**Extrait du texte:**
Sexualité(s) libre(s), sans contrainte et sans discrimination : qu’en est-il dans notre pays ? Daniel Borrillo, juriste spécialisé dans le droit du genre et de la sexualité et auteur de l’ouvrage Le Droit des sexualités (éditions PUF), a répondu à nos questions.
Konbini news | Existe-t-il un droit à la sexualité en France ? Qu’en est-il dans d’autres pays ?
Daniel Borrillo | D’une part, je pense qu’il faut faire la différence entre la liberté sexuelle et un droit à la sexualité. Vous faites référence à cette déclaration universelle qui est pour moi une déclaration de liberté. C’est-à-dire que tout le monde doit pouvoir agir sexuellement de telle sorte qu’il n’y ait pas une contrainte extérieure ou une sexualité imposée.
En revanche, je crois que l’on ne peut pas parler d’un droit à la sexualité, puisque cela reviendrait à dire qu’il y a un débiteur et un créancier, c’est-à-dire quelqu’un qui pourrait exiger ces droits subjectifs vis-à-vis de quelqu’un d’autre qui serait débiteur de ces droits-là.
Si l’on prend l’exemple de la sexualité en prison, aux Pays-Bas, il y a la possibilité pour les détenus d’avoir une sexualité tarifée puisqu’il y a des services de prostitution en prison pour les détenus qui ne sont pas en couple par exemple. Or, en France, si vous ne pouvez pas vous “débrouiller” pour exercer votre liberté sexuelle, il n’y a pas de droit, il n’y a qu’une liberté limitée par la détention.

**Extraits de données:**
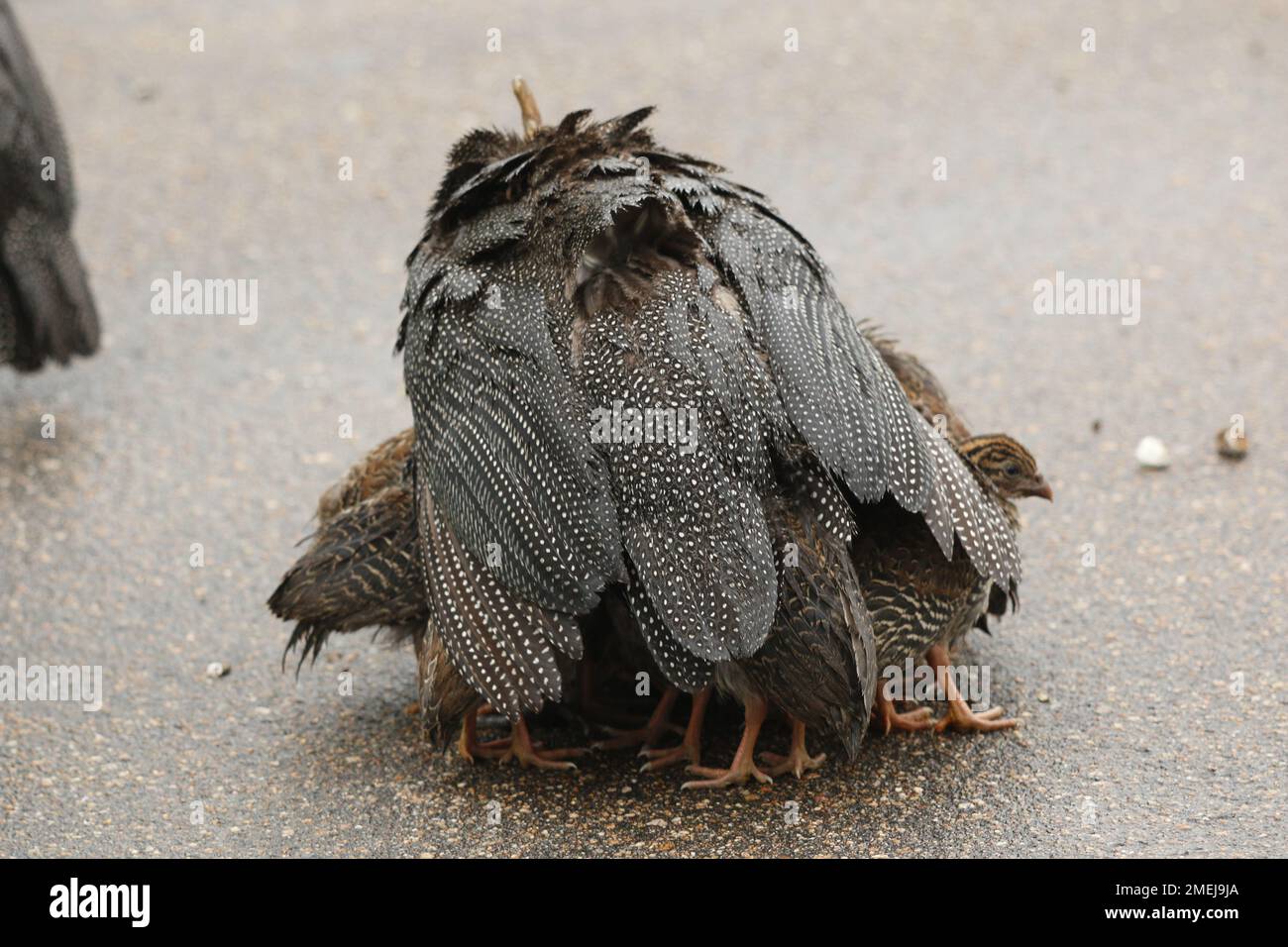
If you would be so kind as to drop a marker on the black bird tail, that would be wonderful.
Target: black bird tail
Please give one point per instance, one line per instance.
(47, 311)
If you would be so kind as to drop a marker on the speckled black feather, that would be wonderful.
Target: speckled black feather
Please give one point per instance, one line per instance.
(587, 268)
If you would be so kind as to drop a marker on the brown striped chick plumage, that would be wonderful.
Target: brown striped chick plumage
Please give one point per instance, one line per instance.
(922, 603)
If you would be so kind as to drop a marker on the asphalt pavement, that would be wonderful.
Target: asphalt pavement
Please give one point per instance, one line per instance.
(1149, 684)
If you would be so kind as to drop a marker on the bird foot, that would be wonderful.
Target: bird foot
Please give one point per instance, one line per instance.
(961, 716)
(647, 736)
(918, 719)
(519, 748)
(735, 775)
(798, 762)
(688, 751)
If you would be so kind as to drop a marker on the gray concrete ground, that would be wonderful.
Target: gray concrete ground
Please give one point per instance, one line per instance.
(224, 163)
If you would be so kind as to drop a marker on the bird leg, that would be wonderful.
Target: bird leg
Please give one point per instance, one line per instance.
(518, 746)
(743, 766)
(648, 735)
(918, 719)
(798, 758)
(960, 714)
(527, 108)
(690, 748)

**Consigne:** Recopiez à l'identique le passage du texte sur la liberté sexuelle qui va de « Daniel Borrillo | » jusqu'à « une sexualité imposée. » inclus.

**Réponse attendue:**
Daniel Borrillo | D’une part, je pense qu’il faut faire la différence entre la liberté sexuelle et un droit à la sexualité. Vous faites référence à cette déclaration universelle qui est pour moi une déclaration de liberté. C’est-à-dire que tout le monde doit pouvoir agir sexuellement de telle sorte qu’il n’y ait pas une contrainte extérieure ou une sexualité imposée.